• _Task statement_: Give back the line where "For full credit, report the bounding box of the bare" appears and all the lines after it until the listing ends, unchanged and with nothing else.

──────────────────────────────

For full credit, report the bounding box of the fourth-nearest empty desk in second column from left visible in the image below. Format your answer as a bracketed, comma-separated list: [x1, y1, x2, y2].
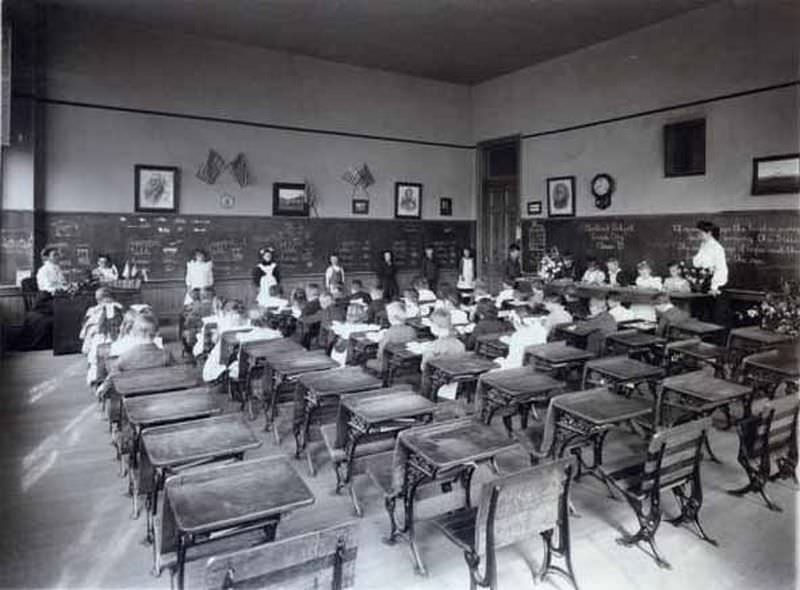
[264, 350, 339, 444]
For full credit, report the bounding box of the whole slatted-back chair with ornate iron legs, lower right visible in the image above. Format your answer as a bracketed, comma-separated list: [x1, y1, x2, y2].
[599, 418, 717, 569]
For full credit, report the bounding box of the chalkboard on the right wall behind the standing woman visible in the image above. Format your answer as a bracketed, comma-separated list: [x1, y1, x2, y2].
[523, 211, 800, 290]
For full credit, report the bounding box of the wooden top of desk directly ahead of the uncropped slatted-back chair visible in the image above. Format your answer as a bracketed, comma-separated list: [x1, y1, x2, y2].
[552, 387, 653, 426]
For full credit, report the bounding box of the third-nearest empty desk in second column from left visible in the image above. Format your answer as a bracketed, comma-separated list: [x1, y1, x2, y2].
[293, 367, 381, 474]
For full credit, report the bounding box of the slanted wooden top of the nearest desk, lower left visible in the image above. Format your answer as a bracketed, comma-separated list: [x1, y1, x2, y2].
[166, 457, 314, 534]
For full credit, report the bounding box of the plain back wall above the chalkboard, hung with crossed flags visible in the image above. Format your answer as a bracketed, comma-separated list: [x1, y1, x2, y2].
[36, 9, 474, 219]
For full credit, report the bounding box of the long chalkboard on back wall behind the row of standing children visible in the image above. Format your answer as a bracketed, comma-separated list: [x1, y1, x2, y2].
[44, 213, 474, 280]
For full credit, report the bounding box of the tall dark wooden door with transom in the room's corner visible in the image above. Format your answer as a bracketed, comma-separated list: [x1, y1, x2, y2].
[477, 136, 520, 292]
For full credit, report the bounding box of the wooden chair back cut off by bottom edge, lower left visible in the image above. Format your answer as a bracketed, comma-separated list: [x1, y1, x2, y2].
[205, 522, 358, 590]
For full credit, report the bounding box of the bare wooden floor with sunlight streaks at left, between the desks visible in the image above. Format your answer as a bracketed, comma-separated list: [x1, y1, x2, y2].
[0, 352, 796, 590]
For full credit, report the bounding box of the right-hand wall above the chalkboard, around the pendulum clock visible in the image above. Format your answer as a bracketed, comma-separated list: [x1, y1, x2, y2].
[473, 0, 800, 216]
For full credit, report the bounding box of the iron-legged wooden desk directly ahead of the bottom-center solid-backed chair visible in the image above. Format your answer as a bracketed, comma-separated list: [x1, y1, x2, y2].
[386, 419, 518, 574]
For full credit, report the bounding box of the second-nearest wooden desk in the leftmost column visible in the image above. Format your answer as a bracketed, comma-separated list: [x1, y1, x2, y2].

──────────────────────────────

• _Exercise solution_:
For full credit, report the bounding box of the bare wooden floor with sunlight streaks at left, between the desks visible in the image above. Format your answer as a bracketed, comma-separated list: [x1, y1, x2, y2].
[0, 352, 796, 590]
For full credit, report the bounding box of the right-hand wall above the chalkboard, around the pendulum clock visible in the image above. Format your answer as a bracketed, comma-separated list: [x1, y1, x2, y2].
[473, 0, 800, 216]
For full credit, report the bounding box of the iron-legged wooden desk directly ahead of the bottom-center solid-backed chair visible in the image above. Format your answer as a bracketed, comma-separated list: [x1, y1, x2, y2].
[386, 419, 518, 574]
For full credit, report the bounding box of the second-nearest wooden desk in the leftmost column visible in the image above. Format your answer as a bracketed, comma-separated list: [x1, y1, x2, y2].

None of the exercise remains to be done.